*** Block opens ***
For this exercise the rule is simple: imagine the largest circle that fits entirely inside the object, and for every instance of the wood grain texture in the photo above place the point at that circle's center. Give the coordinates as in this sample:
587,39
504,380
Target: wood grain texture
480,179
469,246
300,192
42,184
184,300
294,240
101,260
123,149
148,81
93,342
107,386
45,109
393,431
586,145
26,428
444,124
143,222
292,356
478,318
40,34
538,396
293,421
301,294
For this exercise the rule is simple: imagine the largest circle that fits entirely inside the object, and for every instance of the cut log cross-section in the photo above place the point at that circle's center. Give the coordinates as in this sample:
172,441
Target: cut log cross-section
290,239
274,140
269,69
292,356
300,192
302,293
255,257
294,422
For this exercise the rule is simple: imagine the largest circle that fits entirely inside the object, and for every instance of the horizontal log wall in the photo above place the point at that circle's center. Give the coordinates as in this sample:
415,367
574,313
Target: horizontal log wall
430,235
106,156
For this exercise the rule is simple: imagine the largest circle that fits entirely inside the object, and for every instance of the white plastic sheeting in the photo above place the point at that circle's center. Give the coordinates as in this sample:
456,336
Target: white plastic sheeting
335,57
*** Block closes ***
[What the task requires] Print, exactly and only, the lines running from the one with "of the white" to the end of the data above.

[Answer to this task]
For this exercise the rule is simple: imagine the largest circle that fits entirely inside the object, and for every instance of the white plastic sheeting in the photo above place the point at that circle's center. Give the coordinates as in this sample:
456,336
Target: white plastic sheeting
335,57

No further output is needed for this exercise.